## [Set task]
Only the run of lines from the one containing "the gray work" through the last line should be returned, exactly as written.

## [Supplied records]
******
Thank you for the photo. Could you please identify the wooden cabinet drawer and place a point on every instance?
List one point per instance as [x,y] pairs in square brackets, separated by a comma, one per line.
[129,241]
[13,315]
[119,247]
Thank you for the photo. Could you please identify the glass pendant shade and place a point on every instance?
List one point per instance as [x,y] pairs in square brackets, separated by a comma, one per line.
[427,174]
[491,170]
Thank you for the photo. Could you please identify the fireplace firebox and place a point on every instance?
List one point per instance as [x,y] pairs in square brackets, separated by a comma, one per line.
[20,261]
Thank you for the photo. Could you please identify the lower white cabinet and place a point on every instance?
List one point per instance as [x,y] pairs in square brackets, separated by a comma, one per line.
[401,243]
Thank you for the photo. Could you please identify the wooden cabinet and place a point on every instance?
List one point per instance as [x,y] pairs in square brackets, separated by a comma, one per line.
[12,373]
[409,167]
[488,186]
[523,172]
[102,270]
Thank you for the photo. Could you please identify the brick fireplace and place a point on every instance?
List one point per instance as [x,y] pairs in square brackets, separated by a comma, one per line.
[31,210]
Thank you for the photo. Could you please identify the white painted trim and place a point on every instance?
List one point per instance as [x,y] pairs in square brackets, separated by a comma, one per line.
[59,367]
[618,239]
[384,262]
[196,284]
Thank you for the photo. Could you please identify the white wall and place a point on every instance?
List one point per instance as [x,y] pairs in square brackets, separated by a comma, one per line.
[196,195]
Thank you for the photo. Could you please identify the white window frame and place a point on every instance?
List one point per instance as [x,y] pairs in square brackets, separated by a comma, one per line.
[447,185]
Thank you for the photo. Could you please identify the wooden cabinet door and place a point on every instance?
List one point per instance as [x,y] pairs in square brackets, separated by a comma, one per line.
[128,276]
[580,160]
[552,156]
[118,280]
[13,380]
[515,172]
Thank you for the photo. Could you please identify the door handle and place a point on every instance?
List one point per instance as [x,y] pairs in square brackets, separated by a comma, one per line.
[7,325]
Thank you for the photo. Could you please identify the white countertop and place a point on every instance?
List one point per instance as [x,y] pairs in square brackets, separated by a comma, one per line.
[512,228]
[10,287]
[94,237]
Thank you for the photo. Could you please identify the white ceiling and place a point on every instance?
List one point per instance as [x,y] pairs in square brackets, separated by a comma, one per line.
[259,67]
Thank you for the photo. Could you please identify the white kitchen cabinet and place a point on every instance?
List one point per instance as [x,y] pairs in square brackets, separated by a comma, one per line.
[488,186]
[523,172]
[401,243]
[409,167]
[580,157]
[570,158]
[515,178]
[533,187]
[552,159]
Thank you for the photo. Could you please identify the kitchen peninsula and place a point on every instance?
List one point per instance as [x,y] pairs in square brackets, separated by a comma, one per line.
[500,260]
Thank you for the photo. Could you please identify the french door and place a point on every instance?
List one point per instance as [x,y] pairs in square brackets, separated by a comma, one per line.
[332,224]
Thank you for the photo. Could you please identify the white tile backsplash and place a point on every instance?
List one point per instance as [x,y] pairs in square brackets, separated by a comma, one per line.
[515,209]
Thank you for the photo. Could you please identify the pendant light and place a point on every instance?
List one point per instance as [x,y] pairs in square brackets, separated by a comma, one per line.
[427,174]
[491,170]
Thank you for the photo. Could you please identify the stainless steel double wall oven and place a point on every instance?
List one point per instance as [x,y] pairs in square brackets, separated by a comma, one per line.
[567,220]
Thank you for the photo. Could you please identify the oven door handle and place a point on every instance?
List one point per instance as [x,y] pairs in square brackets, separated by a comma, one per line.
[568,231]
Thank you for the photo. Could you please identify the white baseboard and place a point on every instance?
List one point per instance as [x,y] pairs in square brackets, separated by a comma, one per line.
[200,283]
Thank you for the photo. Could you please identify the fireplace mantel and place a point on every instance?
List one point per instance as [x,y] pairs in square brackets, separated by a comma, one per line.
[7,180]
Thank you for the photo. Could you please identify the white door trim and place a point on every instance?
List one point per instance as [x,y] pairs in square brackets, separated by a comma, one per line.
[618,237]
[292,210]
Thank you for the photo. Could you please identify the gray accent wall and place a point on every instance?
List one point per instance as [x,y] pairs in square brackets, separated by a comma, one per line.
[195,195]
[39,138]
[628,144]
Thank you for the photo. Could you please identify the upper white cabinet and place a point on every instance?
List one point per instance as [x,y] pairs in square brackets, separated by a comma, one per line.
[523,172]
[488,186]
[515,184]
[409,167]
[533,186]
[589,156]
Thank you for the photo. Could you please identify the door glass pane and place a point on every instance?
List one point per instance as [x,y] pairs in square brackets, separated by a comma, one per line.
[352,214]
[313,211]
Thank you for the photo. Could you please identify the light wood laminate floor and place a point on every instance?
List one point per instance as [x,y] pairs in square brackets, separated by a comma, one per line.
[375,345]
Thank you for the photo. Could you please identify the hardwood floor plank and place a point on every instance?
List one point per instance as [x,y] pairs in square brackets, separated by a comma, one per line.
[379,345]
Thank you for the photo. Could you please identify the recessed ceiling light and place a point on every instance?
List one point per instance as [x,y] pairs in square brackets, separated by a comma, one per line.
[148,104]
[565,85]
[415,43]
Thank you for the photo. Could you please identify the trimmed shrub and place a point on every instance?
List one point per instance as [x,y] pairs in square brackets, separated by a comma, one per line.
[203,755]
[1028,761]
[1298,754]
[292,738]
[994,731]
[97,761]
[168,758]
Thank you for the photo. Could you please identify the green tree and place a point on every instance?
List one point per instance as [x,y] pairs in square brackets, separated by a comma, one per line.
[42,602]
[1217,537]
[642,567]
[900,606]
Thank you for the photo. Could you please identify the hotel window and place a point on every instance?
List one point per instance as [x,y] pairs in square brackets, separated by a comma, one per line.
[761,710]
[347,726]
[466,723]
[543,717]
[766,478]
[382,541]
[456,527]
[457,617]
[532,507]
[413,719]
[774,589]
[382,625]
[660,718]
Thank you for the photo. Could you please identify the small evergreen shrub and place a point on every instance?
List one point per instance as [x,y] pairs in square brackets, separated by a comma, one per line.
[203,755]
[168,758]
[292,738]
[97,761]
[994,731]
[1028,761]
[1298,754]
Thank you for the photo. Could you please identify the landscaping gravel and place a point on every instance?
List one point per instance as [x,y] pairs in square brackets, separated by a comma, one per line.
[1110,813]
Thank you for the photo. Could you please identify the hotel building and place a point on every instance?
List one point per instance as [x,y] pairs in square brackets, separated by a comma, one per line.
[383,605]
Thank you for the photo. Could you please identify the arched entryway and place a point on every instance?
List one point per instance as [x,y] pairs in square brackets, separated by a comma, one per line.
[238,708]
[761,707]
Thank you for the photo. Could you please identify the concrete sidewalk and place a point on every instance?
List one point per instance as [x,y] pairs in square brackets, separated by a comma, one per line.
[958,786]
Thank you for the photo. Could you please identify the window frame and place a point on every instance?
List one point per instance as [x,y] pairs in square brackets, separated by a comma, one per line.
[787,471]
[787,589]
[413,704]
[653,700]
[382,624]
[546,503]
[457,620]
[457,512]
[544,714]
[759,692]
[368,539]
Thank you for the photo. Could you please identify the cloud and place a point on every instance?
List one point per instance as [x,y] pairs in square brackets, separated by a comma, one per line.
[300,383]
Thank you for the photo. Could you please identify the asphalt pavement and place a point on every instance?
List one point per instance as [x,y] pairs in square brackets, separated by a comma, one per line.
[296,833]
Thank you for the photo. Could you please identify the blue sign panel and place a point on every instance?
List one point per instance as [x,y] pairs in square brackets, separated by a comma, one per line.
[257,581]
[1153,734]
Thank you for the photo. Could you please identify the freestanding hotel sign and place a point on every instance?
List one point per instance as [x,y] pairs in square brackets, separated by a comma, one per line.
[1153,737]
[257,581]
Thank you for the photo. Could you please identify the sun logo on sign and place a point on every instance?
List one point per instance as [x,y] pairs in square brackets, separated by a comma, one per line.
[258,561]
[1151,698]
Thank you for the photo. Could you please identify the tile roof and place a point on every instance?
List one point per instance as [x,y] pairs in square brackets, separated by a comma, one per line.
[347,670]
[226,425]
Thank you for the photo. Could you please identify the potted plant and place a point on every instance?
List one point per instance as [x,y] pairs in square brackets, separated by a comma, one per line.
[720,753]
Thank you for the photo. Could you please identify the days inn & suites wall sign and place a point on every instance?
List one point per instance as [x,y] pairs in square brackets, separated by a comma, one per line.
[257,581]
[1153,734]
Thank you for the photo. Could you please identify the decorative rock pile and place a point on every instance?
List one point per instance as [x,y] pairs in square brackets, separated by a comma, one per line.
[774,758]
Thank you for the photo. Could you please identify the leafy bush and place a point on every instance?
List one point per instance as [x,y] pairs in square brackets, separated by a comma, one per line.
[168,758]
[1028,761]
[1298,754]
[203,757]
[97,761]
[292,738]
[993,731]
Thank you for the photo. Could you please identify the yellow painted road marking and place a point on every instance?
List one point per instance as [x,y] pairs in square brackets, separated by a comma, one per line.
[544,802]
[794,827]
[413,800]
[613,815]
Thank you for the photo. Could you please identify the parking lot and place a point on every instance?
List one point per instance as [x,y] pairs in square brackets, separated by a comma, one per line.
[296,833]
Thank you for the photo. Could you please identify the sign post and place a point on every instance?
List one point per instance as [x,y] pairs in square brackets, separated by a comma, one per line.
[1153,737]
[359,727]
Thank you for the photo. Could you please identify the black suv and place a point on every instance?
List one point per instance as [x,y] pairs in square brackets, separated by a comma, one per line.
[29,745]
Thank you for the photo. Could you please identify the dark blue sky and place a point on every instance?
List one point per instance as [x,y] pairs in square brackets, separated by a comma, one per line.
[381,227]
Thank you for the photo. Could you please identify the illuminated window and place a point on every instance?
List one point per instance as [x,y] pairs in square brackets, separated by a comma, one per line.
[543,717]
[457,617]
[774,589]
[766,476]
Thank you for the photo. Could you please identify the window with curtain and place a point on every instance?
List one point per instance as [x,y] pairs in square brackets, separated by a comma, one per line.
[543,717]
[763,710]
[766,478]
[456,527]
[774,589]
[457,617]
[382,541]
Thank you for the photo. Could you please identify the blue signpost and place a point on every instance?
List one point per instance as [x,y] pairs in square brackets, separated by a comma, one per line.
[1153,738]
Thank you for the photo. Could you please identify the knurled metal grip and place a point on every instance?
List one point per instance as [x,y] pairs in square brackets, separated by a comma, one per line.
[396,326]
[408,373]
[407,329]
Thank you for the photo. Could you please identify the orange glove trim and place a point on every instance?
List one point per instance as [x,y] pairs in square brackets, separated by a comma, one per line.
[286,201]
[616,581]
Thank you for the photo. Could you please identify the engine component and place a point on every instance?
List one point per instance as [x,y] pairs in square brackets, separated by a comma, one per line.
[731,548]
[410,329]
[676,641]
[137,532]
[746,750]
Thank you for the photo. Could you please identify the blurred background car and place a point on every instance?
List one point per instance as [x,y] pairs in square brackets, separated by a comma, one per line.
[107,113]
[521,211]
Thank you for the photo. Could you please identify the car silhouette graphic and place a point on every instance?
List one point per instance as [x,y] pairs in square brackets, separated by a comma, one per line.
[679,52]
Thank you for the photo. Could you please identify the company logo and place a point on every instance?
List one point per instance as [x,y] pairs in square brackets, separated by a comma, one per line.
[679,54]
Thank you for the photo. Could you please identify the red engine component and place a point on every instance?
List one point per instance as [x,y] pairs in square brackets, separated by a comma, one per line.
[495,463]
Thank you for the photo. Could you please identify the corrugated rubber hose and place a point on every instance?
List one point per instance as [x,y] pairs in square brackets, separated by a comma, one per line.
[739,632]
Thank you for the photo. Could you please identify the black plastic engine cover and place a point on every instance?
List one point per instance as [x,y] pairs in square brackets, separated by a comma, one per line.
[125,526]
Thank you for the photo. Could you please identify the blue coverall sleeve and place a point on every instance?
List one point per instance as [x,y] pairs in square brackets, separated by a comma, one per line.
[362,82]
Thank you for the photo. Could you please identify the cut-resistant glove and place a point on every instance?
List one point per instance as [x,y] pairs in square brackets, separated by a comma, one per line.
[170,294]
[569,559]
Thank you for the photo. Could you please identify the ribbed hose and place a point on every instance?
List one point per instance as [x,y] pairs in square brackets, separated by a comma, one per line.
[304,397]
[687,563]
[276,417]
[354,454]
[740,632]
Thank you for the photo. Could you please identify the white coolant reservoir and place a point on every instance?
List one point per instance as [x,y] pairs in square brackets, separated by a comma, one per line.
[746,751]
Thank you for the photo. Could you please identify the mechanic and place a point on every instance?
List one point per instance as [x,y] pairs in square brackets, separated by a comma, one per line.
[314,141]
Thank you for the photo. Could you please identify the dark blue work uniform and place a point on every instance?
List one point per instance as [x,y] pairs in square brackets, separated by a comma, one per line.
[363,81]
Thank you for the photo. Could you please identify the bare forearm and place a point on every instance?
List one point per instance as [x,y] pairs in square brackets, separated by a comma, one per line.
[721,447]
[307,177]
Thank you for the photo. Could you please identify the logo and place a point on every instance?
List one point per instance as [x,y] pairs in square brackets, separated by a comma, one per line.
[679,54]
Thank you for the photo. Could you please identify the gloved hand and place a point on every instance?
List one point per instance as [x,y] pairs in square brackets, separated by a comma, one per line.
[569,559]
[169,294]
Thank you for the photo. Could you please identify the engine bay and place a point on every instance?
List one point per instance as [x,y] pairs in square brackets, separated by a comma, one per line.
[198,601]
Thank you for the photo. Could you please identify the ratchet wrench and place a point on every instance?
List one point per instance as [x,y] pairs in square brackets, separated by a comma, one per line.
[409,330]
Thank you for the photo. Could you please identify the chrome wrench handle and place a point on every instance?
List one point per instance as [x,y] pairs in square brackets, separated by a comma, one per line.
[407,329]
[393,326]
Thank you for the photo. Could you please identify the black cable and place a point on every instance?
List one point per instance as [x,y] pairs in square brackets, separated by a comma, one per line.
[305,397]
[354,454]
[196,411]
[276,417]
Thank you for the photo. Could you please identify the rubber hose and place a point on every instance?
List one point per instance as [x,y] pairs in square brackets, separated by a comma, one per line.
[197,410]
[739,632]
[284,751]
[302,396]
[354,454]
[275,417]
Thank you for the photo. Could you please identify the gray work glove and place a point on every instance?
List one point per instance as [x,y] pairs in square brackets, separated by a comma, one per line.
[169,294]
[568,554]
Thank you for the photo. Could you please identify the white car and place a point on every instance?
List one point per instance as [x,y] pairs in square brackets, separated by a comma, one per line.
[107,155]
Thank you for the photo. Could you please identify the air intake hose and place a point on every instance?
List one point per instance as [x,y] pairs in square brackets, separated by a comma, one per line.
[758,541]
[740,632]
******
## [Written reply]
Thank you for the photo. Could you please identify the gray work glove and place a point on every instance?
List one point per instance as [x,y] pairs in square brackets, separated by a comma, one per line.
[169,294]
[568,554]
Thank you for the photo. Could you please identify the white car and place a point on every instance?
List one point per instance as [x,y] pairs in square brackets, separated by a comma, one per line.
[107,155]
Thank you for the photo. Could you please identify the air intake hose and place a point on every instance?
List one point per instance as [x,y] pairs in square brackets, separated by a comma, one per line.
[758,541]
[740,632]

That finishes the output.